= ASSIGNED TASK =
Each line of the material beneath should be duplicated exactly.
---
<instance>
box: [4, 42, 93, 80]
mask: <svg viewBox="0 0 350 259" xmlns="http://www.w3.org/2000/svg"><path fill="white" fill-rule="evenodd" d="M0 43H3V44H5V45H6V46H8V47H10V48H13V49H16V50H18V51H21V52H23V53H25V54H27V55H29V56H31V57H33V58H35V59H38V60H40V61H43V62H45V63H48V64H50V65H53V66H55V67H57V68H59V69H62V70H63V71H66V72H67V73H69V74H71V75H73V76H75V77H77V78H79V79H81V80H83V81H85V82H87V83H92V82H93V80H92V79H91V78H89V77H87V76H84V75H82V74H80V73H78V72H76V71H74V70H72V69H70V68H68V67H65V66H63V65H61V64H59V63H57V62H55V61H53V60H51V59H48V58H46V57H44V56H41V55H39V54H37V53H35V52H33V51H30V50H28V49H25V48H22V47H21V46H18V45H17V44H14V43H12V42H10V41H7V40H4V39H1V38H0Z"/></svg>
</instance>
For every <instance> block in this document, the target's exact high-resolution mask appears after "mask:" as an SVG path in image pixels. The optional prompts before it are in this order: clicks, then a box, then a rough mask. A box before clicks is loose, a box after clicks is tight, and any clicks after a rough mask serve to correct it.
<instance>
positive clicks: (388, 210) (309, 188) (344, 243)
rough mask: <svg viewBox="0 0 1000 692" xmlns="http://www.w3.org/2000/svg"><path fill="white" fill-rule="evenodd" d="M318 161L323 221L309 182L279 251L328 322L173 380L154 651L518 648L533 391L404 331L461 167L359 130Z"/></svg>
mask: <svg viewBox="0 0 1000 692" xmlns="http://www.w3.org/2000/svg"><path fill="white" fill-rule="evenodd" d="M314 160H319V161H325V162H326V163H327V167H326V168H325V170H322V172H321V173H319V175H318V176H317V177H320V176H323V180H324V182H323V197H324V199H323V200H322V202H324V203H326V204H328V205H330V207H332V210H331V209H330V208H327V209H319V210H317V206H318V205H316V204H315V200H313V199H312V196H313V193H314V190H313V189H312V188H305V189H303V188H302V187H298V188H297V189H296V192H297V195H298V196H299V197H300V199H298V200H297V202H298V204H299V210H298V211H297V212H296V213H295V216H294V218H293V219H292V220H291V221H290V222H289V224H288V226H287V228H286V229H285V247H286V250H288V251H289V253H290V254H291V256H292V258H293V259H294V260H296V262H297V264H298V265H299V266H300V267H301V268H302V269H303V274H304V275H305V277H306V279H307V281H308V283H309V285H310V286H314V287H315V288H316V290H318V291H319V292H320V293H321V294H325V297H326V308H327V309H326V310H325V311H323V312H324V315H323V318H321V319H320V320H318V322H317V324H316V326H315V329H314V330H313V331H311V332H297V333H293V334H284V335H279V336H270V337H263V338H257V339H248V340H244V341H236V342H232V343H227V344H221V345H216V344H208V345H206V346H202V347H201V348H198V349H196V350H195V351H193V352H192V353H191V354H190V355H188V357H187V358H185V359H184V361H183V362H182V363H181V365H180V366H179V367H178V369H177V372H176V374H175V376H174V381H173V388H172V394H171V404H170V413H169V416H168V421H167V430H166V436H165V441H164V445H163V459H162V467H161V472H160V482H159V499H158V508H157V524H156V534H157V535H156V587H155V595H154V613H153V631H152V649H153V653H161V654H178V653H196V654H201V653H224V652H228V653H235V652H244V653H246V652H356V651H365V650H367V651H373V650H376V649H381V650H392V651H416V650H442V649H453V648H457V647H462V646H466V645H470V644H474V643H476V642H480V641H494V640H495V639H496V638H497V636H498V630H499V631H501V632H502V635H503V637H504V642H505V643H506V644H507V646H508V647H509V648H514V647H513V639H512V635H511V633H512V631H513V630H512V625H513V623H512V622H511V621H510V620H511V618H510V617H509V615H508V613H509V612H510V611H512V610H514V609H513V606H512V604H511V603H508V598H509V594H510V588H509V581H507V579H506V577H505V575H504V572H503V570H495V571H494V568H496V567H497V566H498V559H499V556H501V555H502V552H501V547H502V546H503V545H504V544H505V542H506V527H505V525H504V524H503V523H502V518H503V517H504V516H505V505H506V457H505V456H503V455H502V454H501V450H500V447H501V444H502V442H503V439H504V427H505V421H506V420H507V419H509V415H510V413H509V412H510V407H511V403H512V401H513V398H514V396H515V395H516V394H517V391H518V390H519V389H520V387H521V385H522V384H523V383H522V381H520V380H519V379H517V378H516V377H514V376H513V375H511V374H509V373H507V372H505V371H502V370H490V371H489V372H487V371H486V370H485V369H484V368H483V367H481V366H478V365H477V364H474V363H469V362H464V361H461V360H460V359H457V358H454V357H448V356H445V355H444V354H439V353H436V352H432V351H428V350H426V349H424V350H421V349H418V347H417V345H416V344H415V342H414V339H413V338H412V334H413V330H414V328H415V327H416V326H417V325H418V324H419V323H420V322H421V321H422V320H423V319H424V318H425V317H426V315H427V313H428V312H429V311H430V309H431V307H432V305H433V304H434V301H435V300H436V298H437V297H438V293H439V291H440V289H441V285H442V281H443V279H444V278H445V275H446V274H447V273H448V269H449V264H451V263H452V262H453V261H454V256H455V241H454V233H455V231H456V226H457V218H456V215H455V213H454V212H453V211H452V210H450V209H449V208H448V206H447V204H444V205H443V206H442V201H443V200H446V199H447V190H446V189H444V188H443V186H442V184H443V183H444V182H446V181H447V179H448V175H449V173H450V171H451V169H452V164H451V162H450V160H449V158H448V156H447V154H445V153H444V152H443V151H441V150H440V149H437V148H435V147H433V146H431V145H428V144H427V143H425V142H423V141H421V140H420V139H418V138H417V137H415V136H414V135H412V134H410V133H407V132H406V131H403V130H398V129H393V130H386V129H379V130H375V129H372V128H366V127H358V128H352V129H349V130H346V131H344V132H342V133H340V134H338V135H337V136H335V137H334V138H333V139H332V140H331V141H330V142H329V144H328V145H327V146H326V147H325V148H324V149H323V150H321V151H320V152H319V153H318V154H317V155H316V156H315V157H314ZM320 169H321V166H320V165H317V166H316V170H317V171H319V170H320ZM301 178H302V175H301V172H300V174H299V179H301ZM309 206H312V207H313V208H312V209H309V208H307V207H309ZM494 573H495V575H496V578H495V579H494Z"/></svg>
---
= OUTPUT FOR THIS EXERCISE =
<instance>
box: [4, 42, 93, 80]
mask: <svg viewBox="0 0 350 259" xmlns="http://www.w3.org/2000/svg"><path fill="white" fill-rule="evenodd" d="M0 43H3V44H5V45H6V46H8V47H10V48H13V49H16V50H18V51H21V52H23V53H25V54H27V55H29V56H31V57H33V58H35V59H38V60H40V61H43V62H45V63H48V64H50V65H53V66H55V67H57V68H59V69H62V70H63V71H66V72H67V73H69V74H71V75H73V76H75V77H77V78H79V79H81V80H83V81H85V82H87V83H92V82H93V80H92V79H91V78H89V77H87V76H84V75H82V74H80V73H78V72H76V71H74V70H72V69H70V68H68V67H65V66H63V65H61V64H59V63H57V62H55V61H53V60H51V59H48V58H46V57H44V56H41V55H39V54H37V53H35V52H33V51H30V50H28V49H25V48H22V47H21V46H18V45H17V44H14V43H12V42H10V41H7V40H4V39H1V38H0Z"/></svg>
</instance>
For every <instance> block in this document, the target's exact high-resolution mask appears after "mask:" as an SVG path in image pixels. The optional prompts before it are in this order: clicks, then a box, then a rough mask. A box before clicks is loose, a box after clicks is tight, and any clicks after a rough mask serve to correct it.
<instance>
positive clicks: (388, 210) (309, 188) (344, 243)
rough mask: <svg viewBox="0 0 1000 692" xmlns="http://www.w3.org/2000/svg"><path fill="white" fill-rule="evenodd" d="M318 161L323 221L309 182L279 251L328 322L173 380L154 651L518 648L533 391L404 331L461 167L359 130Z"/></svg>
mask: <svg viewBox="0 0 1000 692" xmlns="http://www.w3.org/2000/svg"><path fill="white" fill-rule="evenodd" d="M314 160H319V161H325V162H326V163H327V167H326V168H325V170H322V172H321V173H319V175H318V176H317V177H320V176H323V180H324V182H323V197H324V199H323V200H322V202H324V203H326V204H328V205H330V207H332V210H331V209H330V208H327V209H319V210H317V206H318V205H316V204H315V200H313V199H312V196H313V193H314V190H313V189H312V188H305V189H303V188H302V187H298V188H297V189H296V192H297V195H298V196H299V197H300V199H298V200H297V202H298V204H299V210H298V211H297V212H296V213H295V216H294V218H293V219H292V220H291V221H290V222H289V224H288V226H287V228H286V229H285V247H286V250H288V251H289V253H290V254H291V256H292V258H293V259H294V260H296V262H297V264H298V265H299V266H300V267H301V268H302V269H303V274H304V275H305V277H306V279H307V281H308V283H309V285H310V286H314V287H315V288H316V290H318V291H319V292H320V293H321V294H325V297H326V308H327V309H326V310H325V311H323V312H324V315H323V318H321V319H320V320H318V322H317V324H316V326H315V329H314V330H313V331H311V332H297V333H293V334H284V335H279V336H270V337H263V338H257V339H248V340H244V341H236V342H232V343H227V344H221V345H216V344H208V345H206V346H202V347H201V348H198V349H196V350H195V351H193V352H192V353H191V354H190V355H188V357H187V358H185V359H184V361H183V362H182V363H181V365H180V366H179V367H178V369H177V372H176V374H175V376H174V381H173V388H172V394H171V404H170V413H169V416H168V421H167V430H166V436H165V441H164V445H163V459H162V467H161V472H160V482H159V499H158V508H157V524H156V534H157V535H156V587H155V595H154V613H153V631H152V649H153V653H161V654H178V653H196V654H201V653H224V652H228V653H235V652H244V653H246V652H356V651H365V650H367V651H373V650H376V649H381V650H392V651H416V650H442V649H453V648H457V647H462V646H466V645H470V644H474V643H476V642H480V641H494V640H495V639H496V638H497V636H498V630H499V631H501V632H502V635H503V637H504V642H505V643H506V644H507V646H508V647H509V648H514V647H513V639H512V635H511V633H512V631H513V630H512V625H513V623H512V622H511V621H510V620H511V618H510V617H509V615H508V613H509V612H510V611H512V610H514V609H513V606H512V604H511V603H508V598H509V594H510V588H509V581H507V579H506V577H505V575H504V572H503V570H495V571H494V568H496V567H497V566H498V559H499V556H501V555H502V552H501V547H502V546H503V545H504V544H505V542H506V527H505V525H504V524H503V523H502V518H503V517H504V516H505V505H506V457H505V456H503V455H502V454H501V450H500V447H501V444H502V442H503V439H504V427H505V421H506V420H507V419H509V415H510V413H509V412H510V407H511V403H512V401H513V398H514V396H515V395H516V394H517V391H518V390H519V389H520V387H521V385H522V384H523V383H522V381H520V380H519V379H517V378H516V377H514V376H513V375H511V374H509V373H507V372H505V371H502V370H490V371H489V372H487V371H486V370H485V369H484V368H483V367H481V366H478V365H477V364H474V363H469V362H464V361H461V360H460V359H457V358H454V357H448V356H445V355H444V354H439V353H436V352H432V351H428V350H426V349H424V350H421V349H418V347H417V345H416V344H415V342H414V339H413V338H412V334H413V330H414V328H415V327H416V326H417V325H418V324H419V323H420V322H421V321H422V320H423V319H424V318H425V317H426V315H427V313H428V312H429V311H430V309H431V307H432V305H433V304H434V301H435V300H436V298H437V297H438V293H439V291H440V289H441V285H442V281H443V279H444V278H445V275H446V274H447V273H448V269H449V264H451V263H452V262H453V261H454V256H455V241H454V233H455V231H456V226H457V218H456V215H455V213H454V212H453V211H452V210H450V209H449V208H448V206H447V204H444V205H443V206H442V201H443V200H446V199H447V190H446V189H444V188H443V186H442V184H443V183H444V182H446V181H447V179H448V175H449V173H450V171H451V169H452V164H451V162H450V160H449V158H448V156H447V154H445V153H444V152H443V151H441V150H440V149H437V148H435V147H433V146H431V145H428V144H427V143H425V142H423V141H421V140H420V139H418V138H417V137H415V136H414V135H412V134H410V133H407V132H406V131H403V130H398V129H393V130H386V129H379V130H375V129H372V128H366V127H358V128H352V129H349V130H346V131H344V132H342V133H340V134H338V135H337V136H335V137H334V138H333V139H332V140H331V141H330V142H329V144H328V145H327V146H326V147H325V148H324V149H323V150H321V151H320V152H319V153H318V154H317V155H316V156H315V157H314ZM320 169H321V166H320V165H317V166H316V170H317V171H319V170H320ZM301 178H302V175H301V172H300V174H299V179H301ZM309 206H312V207H313V208H312V209H309V208H307V207H309ZM494 573H495V575H496V578H495V579H494Z"/></svg>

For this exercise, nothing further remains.